[START Dataset records]

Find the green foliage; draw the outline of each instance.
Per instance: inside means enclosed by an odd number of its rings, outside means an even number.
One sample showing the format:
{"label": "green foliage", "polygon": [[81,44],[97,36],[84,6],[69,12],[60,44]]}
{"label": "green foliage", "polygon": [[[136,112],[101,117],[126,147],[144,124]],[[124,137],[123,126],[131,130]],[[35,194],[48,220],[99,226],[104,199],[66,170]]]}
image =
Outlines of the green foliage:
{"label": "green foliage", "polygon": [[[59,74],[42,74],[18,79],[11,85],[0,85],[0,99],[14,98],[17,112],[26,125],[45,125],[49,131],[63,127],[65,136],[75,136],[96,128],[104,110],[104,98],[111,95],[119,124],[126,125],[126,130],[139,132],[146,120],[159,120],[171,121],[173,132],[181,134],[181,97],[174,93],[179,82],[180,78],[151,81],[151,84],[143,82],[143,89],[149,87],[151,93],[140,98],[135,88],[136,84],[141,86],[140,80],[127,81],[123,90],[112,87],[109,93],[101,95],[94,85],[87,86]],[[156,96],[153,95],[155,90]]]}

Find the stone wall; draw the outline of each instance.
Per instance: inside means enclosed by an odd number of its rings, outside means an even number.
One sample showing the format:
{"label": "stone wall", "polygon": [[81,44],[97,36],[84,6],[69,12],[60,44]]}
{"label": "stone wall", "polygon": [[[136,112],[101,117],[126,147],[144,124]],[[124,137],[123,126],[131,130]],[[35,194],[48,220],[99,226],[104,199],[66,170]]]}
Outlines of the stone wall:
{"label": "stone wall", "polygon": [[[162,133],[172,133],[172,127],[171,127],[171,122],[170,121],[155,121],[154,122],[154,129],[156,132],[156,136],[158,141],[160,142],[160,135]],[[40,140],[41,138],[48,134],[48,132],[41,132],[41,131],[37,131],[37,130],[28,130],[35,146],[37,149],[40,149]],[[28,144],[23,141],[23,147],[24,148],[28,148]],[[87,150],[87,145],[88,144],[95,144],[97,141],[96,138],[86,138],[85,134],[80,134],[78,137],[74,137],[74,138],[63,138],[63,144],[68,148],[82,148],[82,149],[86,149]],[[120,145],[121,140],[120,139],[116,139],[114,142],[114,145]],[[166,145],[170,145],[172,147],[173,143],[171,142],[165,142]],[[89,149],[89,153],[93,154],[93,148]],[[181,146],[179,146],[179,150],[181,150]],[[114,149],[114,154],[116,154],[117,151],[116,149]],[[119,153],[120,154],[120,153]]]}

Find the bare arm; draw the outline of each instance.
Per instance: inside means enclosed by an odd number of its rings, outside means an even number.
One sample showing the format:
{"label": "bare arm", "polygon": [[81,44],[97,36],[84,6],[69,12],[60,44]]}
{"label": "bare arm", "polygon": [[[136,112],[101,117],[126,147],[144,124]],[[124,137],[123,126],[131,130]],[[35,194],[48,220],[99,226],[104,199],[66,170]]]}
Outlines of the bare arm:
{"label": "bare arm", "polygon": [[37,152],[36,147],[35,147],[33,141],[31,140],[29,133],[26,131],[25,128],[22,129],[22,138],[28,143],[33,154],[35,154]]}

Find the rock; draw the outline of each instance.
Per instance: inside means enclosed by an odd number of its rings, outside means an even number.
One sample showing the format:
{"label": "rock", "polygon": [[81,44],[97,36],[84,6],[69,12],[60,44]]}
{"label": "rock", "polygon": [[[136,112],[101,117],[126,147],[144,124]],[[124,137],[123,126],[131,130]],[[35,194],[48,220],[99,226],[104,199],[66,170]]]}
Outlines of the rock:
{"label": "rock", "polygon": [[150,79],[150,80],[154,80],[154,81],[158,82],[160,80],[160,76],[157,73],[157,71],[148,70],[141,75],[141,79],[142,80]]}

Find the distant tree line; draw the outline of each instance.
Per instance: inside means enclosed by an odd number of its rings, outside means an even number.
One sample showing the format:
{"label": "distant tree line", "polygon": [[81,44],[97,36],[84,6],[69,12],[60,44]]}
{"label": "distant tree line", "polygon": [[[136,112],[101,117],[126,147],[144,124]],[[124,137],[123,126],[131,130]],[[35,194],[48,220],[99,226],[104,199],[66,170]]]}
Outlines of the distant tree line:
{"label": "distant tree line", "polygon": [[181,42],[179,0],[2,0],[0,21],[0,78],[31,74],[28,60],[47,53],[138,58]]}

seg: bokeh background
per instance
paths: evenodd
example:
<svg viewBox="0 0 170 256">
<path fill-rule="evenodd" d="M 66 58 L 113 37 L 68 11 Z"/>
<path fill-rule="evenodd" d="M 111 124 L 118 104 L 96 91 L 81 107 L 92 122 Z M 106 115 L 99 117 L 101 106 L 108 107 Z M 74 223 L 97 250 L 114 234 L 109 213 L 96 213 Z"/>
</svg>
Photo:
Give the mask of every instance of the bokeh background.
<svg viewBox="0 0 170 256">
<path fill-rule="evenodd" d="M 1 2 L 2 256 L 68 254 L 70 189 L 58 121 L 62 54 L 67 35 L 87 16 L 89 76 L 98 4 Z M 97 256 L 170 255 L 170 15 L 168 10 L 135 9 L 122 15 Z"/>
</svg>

[END Dataset records]

The request
Return every line of these records above without any changes.

Task response
Find the green foliage; draw the outline of each instance.
Per instance: inside means enclosed by an odd number of its rings, outside means an even number.
One sample showing the format:
{"label": "green foliage", "polygon": [[81,44],[97,36],[84,6],[69,12],[60,44]]}
{"label": "green foliage", "polygon": [[[136,112],[101,117],[126,147],[144,124]],[[124,137],[123,126],[131,130]],[[35,194],[48,220],[99,226],[104,199],[66,170]]]}
image =
Outlines of the green foliage:
{"label": "green foliage", "polygon": [[[59,74],[42,74],[18,79],[11,85],[0,85],[0,99],[14,98],[17,112],[26,125],[45,125],[49,131],[63,127],[65,136],[75,136],[96,128],[104,110],[104,98],[111,95],[119,124],[126,125],[126,130],[139,132],[146,120],[159,120],[171,121],[173,132],[181,134],[181,97],[174,93],[179,82],[180,78],[151,81],[151,84],[143,82],[143,89],[149,87],[151,93],[140,98],[135,88],[136,84],[141,86],[140,80],[127,81],[123,90],[112,87],[109,93],[101,95],[94,85],[87,86]],[[156,96],[153,95],[155,90]]]}

Find the stone wall; draw the outline of each instance.
Per instance: inside means enclosed by an odd number of its rings, outside means an even number.
One sample showing the format:
{"label": "stone wall", "polygon": [[81,44],[97,36],[84,6],[69,12],[60,44]]}
{"label": "stone wall", "polygon": [[[136,112],[101,117],[126,147],[144,124]],[[124,137],[123,126],[131,130]],[[35,194],[48,220],[99,226],[104,199],[66,170]]]}
Outlines of the stone wall:
{"label": "stone wall", "polygon": [[[162,133],[172,133],[172,127],[171,127],[171,122],[170,121],[155,121],[154,122],[154,129],[156,132],[156,136],[158,141],[160,142],[160,135]],[[40,140],[41,138],[48,134],[48,132],[41,132],[41,131],[37,131],[37,130],[28,130],[35,146],[37,149],[40,149]],[[28,144],[23,141],[23,147],[24,148],[28,148]],[[87,150],[87,145],[88,144],[95,144],[97,141],[96,138],[86,138],[85,134],[80,134],[78,137],[74,137],[74,138],[63,138],[63,144],[68,148],[82,148],[82,149],[86,149]],[[120,145],[121,140],[120,139],[116,139],[114,142],[114,145]],[[166,145],[170,145],[172,147],[173,143],[171,142],[165,142]],[[89,149],[89,153],[93,154],[93,148]],[[181,146],[179,146],[179,150],[181,150]],[[114,149],[114,154],[116,154],[117,151],[116,149]],[[119,153],[120,154],[120,153]]]}

Find the bare arm; draw the outline of each instance.
Per instance: inside means enclosed by an odd number of its rings, outside means an even number.
One sample showing the format:
{"label": "bare arm", "polygon": [[81,44],[97,36],[84,6],[69,12],[60,44]]}
{"label": "bare arm", "polygon": [[[136,112],[101,117],[126,147],[144,124]],[[124,137],[123,126],[131,130]],[[35,194],[48,220],[99,226],[104,199],[66,170]]]}
Outlines of the bare arm:
{"label": "bare arm", "polygon": [[37,152],[36,147],[35,147],[33,141],[31,140],[29,133],[26,131],[25,128],[22,129],[22,138],[28,143],[33,154],[35,154]]}

Find the rock; draw the outline of each instance.
Per instance: inside means enclosed by an odd number of its rings, outside means an even number.
One sample showing the format:
{"label": "rock", "polygon": [[81,44],[97,36],[84,6],[69,12],[60,44]]}
{"label": "rock", "polygon": [[[136,112],[101,117],[126,147],[144,124]],[[124,137],[123,126],[131,130]],[[35,194],[48,220],[99,226],[104,199],[66,170]]]}
Outlines of the rock:
{"label": "rock", "polygon": [[150,79],[150,80],[154,80],[154,81],[158,82],[160,80],[160,76],[157,73],[157,71],[148,70],[141,75],[141,79],[142,80]]}

Find the distant tree line; draw the outline of each instance.
Per instance: inside means enclosed by an odd number of its rings, outside means an even number.
One sample showing the format:
{"label": "distant tree line", "polygon": [[81,44],[97,36],[84,6],[69,12],[60,44]]}
{"label": "distant tree line", "polygon": [[[136,112],[101,117],[126,147],[144,124]],[[124,137],[123,126],[131,130]],[[35,194],[48,220],[99,226],[104,199],[66,170]]]}
Outlines of the distant tree line:
{"label": "distant tree line", "polygon": [[181,42],[179,0],[2,0],[0,21],[0,78],[31,74],[28,60],[47,53],[138,58]]}

seg: bokeh background
per instance
paths: evenodd
example:
<svg viewBox="0 0 170 256">
<path fill-rule="evenodd" d="M 66 58 L 113 37 L 68 11 Z"/>
<path fill-rule="evenodd" d="M 111 124 L 118 104 L 96 91 L 81 107 L 92 122 Z M 106 115 L 99 117 L 101 106 L 108 107 Z M 74 223 L 97 250 L 114 234 L 109 213 L 96 213 Z"/>
</svg>
Photo:
Give the mask of every instance of the bokeh background.
<svg viewBox="0 0 170 256">
<path fill-rule="evenodd" d="M 1 2 L 2 256 L 68 254 L 70 189 L 58 121 L 62 54 L 67 35 L 87 16 L 89 76 L 98 4 Z M 97 256 L 170 255 L 170 15 L 168 10 L 135 9 L 122 15 Z"/>
</svg>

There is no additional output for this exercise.